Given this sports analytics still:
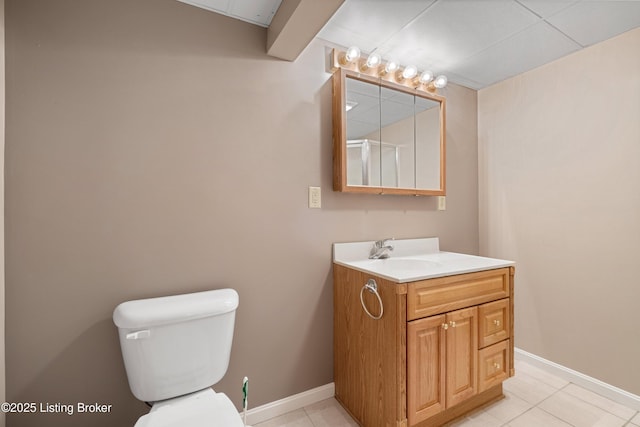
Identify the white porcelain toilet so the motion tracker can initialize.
[113,289,244,427]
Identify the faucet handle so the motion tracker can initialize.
[376,237,395,249]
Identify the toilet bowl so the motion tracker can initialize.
[113,289,244,427]
[135,388,244,427]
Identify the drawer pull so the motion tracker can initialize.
[360,279,384,320]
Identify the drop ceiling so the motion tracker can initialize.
[180,0,640,89]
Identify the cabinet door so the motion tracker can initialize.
[446,307,478,408]
[407,315,448,425]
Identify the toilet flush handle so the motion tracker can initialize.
[126,329,151,340]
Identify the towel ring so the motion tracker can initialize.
[360,279,384,320]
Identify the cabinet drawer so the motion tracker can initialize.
[478,340,511,392]
[407,268,509,320]
[478,298,511,348]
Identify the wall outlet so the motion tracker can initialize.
[309,187,322,209]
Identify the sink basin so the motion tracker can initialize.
[362,258,442,272]
[333,237,514,283]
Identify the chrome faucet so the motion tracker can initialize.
[369,239,393,259]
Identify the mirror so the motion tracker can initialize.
[333,68,445,195]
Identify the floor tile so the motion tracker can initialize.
[515,360,569,389]
[508,408,571,427]
[304,398,358,427]
[447,410,504,427]
[485,391,533,423]
[562,384,636,420]
[538,391,626,427]
[503,372,558,405]
[253,409,314,427]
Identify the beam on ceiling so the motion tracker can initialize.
[267,0,345,61]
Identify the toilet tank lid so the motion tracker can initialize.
[113,289,238,329]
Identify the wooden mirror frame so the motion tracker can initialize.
[333,67,446,196]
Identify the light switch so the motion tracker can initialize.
[309,187,322,209]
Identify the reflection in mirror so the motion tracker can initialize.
[340,71,444,194]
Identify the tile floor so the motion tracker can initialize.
[254,361,640,427]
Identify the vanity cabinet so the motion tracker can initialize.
[334,264,515,427]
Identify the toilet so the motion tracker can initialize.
[113,289,244,427]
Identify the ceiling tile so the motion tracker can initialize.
[452,22,580,86]
[547,0,640,46]
[229,0,282,27]
[178,0,231,15]
[517,0,580,18]
[318,0,435,53]
[382,0,540,68]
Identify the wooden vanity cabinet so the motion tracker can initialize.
[334,264,514,427]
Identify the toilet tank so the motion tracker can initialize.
[113,289,238,402]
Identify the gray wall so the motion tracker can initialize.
[6,0,479,427]
[478,29,640,394]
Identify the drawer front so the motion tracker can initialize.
[478,340,511,392]
[407,268,509,320]
[478,298,511,348]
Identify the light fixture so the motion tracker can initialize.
[340,46,360,65]
[380,59,400,76]
[398,65,418,81]
[360,53,382,71]
[433,74,449,89]
[332,46,448,93]
[418,70,433,85]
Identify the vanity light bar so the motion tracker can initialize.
[331,46,448,92]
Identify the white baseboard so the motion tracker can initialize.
[241,383,335,425]
[515,348,640,411]
[240,348,640,425]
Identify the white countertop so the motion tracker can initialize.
[333,237,515,283]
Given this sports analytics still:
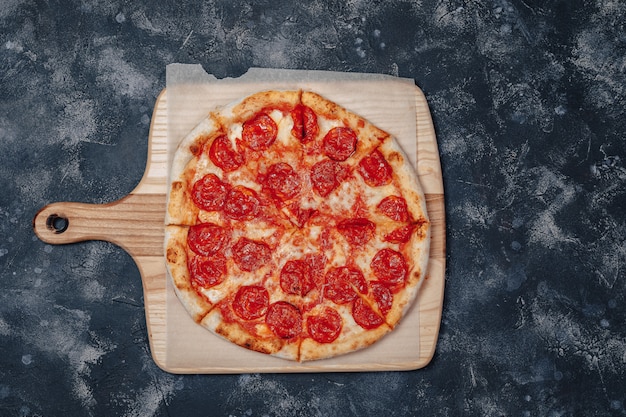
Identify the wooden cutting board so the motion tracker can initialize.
[33,79,445,373]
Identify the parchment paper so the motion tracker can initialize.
[161,64,420,373]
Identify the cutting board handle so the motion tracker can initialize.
[33,194,165,256]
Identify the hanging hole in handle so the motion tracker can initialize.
[46,214,70,233]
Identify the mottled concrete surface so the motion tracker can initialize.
[0,0,626,416]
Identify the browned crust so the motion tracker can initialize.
[200,308,299,360]
[165,226,213,322]
[302,91,390,161]
[165,91,430,361]
[213,90,301,126]
[300,304,391,361]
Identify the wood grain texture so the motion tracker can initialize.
[33,80,445,373]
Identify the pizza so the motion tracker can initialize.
[165,90,430,361]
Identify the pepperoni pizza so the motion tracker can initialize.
[165,91,430,361]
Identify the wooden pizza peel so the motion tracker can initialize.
[33,67,446,373]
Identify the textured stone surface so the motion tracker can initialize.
[0,0,626,416]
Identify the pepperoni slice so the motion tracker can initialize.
[370,248,409,285]
[291,104,320,143]
[233,285,270,320]
[187,223,230,256]
[383,224,416,243]
[280,259,315,297]
[358,149,393,187]
[324,266,367,304]
[306,307,343,343]
[370,281,393,316]
[189,255,226,288]
[352,298,385,330]
[265,301,302,339]
[337,218,376,246]
[262,162,300,201]
[191,174,228,211]
[322,126,357,161]
[241,113,278,151]
[209,135,243,172]
[311,159,341,197]
[233,237,272,272]
[376,195,409,222]
[223,185,261,220]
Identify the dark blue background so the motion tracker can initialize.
[0,0,626,416]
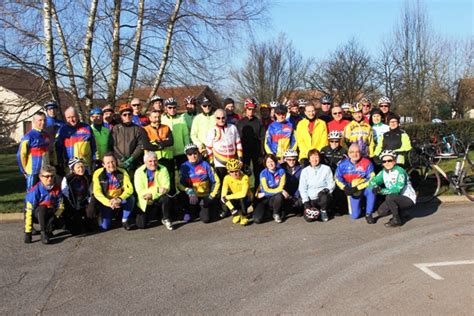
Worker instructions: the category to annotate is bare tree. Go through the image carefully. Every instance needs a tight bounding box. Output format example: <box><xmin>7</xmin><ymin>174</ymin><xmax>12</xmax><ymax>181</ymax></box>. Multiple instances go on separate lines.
<box><xmin>307</xmin><ymin>39</ymin><xmax>377</xmax><ymax>103</ymax></box>
<box><xmin>231</xmin><ymin>35</ymin><xmax>309</xmax><ymax>102</ymax></box>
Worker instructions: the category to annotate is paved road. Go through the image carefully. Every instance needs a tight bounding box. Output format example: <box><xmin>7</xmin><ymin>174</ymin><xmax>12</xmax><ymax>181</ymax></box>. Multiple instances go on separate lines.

# Aim of the task
Return all of the records above word for word, but omit the pictures.

# The reply
Given this sports analytics still:
Identify the white porcelain toilet so the motion tracker can initialize.
[113,289,244,427]
Identify the faucet handle so the motion tracker can initialize.
[376,237,395,249]
Identify the toilet bowl so the motion tracker can initialize.
[113,289,244,427]
[135,388,244,427]
Identify the drawer pull so the motion tracker can initialize.
[360,279,384,320]
Identify the drop ceiling so the motion tracker can initialize.
[180,0,640,89]
Identify the cabinet door so the motion tracker can initialize.
[446,307,478,408]
[407,315,448,425]
Identify the toilet flush handle so the motion tracker can initialize.
[126,329,151,340]
Identify the towel ring so the motion tracker can initialize.
[360,279,384,320]
Identify the cabinet drawer so the motion tracker can initialize.
[478,340,511,392]
[407,268,509,320]
[478,298,511,348]
Identify the wall outlet so the motion tracker can initialize.
[309,187,322,209]
Identify the sink basin so the motion tracker can initialize.
[362,258,442,272]
[333,237,514,283]
Identify the chrome faucet so the motion tracker can initialize.
[369,239,393,259]
Identify the mirror so the motion tracker can initialize.
[333,68,445,195]
Identify the floor tile so the motion tracker can initialize.
[515,360,569,389]
[508,408,571,427]
[304,398,358,427]
[447,410,504,427]
[485,391,533,423]
[562,384,636,420]
[538,391,626,427]
[503,372,558,405]
[253,409,314,427]
Identify the beam on ceiling so the motion tracker can initialize.
[267,0,345,61]
Identify the toilet tank lid so the motion tracker can initialize.
[113,289,238,329]
Identify the wooden mirror frame so the motion tracker can initialize.
[333,67,446,196]
Identify the light switch so the motion tracker can initialize.
[309,187,322,209]
Identify the reflection in mirror so the motion tracker can initialize.
[340,71,444,194]
Identify the tile floor so the motion tracker can initialize.
[254,361,640,427]
Identify the vanity cabinet so the motion tracker can initialize.
[334,264,515,427]
Identify the toilet so the motion tracker can initialize.
[113,289,244,427]
Identify the ceiling tile so the motion tracker can initialize.
[452,22,580,86]
[547,0,640,46]
[229,0,282,27]
[178,0,231,15]
[517,0,580,18]
[318,0,435,53]
[382,0,540,68]
Identify the wooden vanity cabinet so the motion tracker can initialize.
[334,264,514,427]
Identify the toilet tank so the motion tracker can initialize.
[113,289,238,402]
Identify the gray wall so the motion tracker can initialize.
[6,0,479,427]
[478,29,640,394]
Identify the drawer front so the motion tracker can initialize.
[478,340,511,392]
[407,268,509,320]
[478,298,511,348]
Identify the light fixture so the motion tracker can initialize.
[340,46,360,65]
[380,59,400,76]
[398,65,418,81]
[360,53,382,71]
[433,74,449,89]
[332,46,448,93]
[418,70,433,85]
Identify the vanity light bar so the motion tracker can initialize.
[331,46,448,92]
Identify the white baseboard so the motion tracker can initialize.
[241,383,335,425]
[515,348,640,411]
[240,348,640,425]
Identify the white countertop so the motion tracker can initialize.
[333,237,515,283]
Given this sports analytics still:
Identify the wooden cutting board so the motion tracker can initialize.
[33,79,445,373]
Identify the parchment paper so the motion tracker can initialize.
[161,64,420,373]
Identify the cutting board handle so the motion tracker can initialize.
[33,194,165,256]
Identify the hanging hole in handle so the motion tracker can initialize.
[46,214,70,233]
Identify the mottled concrete surface so the motion tracker can initialize.
[0,0,626,416]
Identify the browned crust so the motion tracker can initialize.
[200,308,299,360]
[165,226,213,322]
[302,91,390,161]
[165,91,430,361]
[213,90,301,126]
[300,304,391,361]
Identify the wood grain texture so the motion tracker can initialize.
[33,80,445,373]
Identify the pizza so the motion tracker can initialize.
[165,90,430,361]
Identify the pepperoni pizza so the motion tracker can initialize.
[165,91,430,361]
Identify the wooden pizza peel so the motion tracker can initialize.
[33,67,446,373]
Identify the textured stone surface so the motion tracker can initialize.
[0,0,626,416]
Identify the pepperoni slice so the motion tracker can initialize.
[370,248,409,285]
[291,104,320,143]
[233,285,270,320]
[187,223,230,256]
[383,224,416,243]
[280,259,315,297]
[358,149,393,187]
[324,266,367,304]
[306,307,343,343]
[370,281,393,316]
[189,255,226,288]
[352,298,385,330]
[265,301,302,339]
[337,218,376,246]
[262,162,300,201]
[191,174,228,211]
[322,126,357,161]
[241,113,278,151]
[209,135,243,172]
[311,159,341,197]
[233,237,272,272]
[376,195,409,222]
[223,185,261,220]
Identify the dark blue background so the motion tracker can initialize.
[0,0,626,416]
Worker instructions: the category to annotate is bare tree. Go through the image carefully. Every instance needs a tight bounding box. Output format example: <box><xmin>7</xmin><ymin>174</ymin><xmax>12</xmax><ymax>181</ymax></box>. Multiple instances go on separate lines.
<box><xmin>307</xmin><ymin>39</ymin><xmax>377</xmax><ymax>103</ymax></box>
<box><xmin>231</xmin><ymin>35</ymin><xmax>309</xmax><ymax>102</ymax></box>
Worker instructions: the category to annotate is paved road. Go through the image carefully. Every instance needs a tight bounding box. Output format example: <box><xmin>7</xmin><ymin>174</ymin><xmax>12</xmax><ymax>181</ymax></box>. Multiple instances go on separate lines.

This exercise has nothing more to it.